◆ **PASSAGE PROVIDED**:
And although these are three very different places - religion, fashion/media, academia - the underlying cultures are very much the same:

Each have very specific rules and ideals for what it means to be a good, worthy, successful person.

There are 'golden rules' wherever you are - but none of them are absolute

In each of those spaces, there were unspoken guidelines for:

  • how you should look
  • how you should act
  • what goals and aspirations you should have
  • what behaviours are prized and celebrated
  • what achievements are lauded.

And in every single place, those rules felt absolute.

In a fashion magazine, THIS is what it means to be a successful, worthy person!

(thinness, the right clothes, fair blemish-free skin, using the right products, in-depth knowledge of the latest designers / trends the who's who...)

In academia, THIS is what it means to be a successful, worthy person!

(to be published, to pass your PhD 'with no corrections', to roll from one academic research role into another, tenure...)

In religion, THIS is what it means to be a successful, worthy person - and not just in this lifetime but every future one!

◆ **WHAT TO DO**: Which three places does the passage on "golden rules" compare?

[A series of records]

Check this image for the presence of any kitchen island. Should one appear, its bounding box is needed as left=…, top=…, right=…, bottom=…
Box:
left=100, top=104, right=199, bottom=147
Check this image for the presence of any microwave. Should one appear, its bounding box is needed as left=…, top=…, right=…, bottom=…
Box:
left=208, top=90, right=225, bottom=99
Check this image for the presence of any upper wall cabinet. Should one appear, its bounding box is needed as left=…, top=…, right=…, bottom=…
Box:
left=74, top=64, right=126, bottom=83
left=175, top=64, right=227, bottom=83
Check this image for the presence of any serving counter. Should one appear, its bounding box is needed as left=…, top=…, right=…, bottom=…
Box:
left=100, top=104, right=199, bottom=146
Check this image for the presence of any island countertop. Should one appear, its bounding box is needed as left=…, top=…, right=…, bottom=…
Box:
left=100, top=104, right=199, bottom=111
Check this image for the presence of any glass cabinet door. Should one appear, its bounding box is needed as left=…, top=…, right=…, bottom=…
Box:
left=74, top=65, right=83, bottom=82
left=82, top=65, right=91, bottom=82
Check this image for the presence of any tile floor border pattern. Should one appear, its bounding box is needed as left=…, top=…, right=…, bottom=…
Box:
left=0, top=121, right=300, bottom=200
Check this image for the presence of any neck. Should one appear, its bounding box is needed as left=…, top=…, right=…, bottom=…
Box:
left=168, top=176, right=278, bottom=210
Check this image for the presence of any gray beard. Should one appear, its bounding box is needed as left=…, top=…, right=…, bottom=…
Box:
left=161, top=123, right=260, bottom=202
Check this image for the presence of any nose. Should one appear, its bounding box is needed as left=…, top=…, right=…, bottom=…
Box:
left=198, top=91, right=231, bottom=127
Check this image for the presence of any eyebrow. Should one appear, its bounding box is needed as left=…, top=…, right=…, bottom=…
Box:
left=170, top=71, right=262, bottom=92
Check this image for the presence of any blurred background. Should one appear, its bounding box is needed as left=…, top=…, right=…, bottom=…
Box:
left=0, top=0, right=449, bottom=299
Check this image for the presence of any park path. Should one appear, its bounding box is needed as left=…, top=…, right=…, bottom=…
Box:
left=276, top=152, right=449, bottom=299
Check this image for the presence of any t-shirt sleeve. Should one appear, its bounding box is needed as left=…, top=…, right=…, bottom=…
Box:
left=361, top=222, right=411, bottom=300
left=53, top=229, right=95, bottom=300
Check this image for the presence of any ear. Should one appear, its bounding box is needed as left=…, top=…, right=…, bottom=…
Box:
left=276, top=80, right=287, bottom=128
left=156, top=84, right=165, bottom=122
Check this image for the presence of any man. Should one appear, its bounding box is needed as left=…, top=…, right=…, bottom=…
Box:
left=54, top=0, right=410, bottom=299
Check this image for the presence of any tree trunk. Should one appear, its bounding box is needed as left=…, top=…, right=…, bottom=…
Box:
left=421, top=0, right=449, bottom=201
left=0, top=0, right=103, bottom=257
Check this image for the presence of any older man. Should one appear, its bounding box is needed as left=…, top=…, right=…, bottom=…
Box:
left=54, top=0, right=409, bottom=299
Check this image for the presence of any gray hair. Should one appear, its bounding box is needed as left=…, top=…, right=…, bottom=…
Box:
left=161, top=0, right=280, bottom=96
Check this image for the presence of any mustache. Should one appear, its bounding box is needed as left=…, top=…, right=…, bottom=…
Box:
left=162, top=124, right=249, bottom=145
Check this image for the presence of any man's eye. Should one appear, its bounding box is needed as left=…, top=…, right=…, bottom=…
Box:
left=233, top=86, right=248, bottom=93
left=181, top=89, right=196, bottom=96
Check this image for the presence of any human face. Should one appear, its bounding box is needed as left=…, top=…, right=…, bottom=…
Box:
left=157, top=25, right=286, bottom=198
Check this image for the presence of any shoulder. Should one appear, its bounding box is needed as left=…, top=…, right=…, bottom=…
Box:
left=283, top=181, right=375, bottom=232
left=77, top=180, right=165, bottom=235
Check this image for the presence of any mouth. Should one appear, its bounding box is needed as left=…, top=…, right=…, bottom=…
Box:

◆ **SOLUTION TO THIS EXERCISE**: Religion, fashion/media, and academia.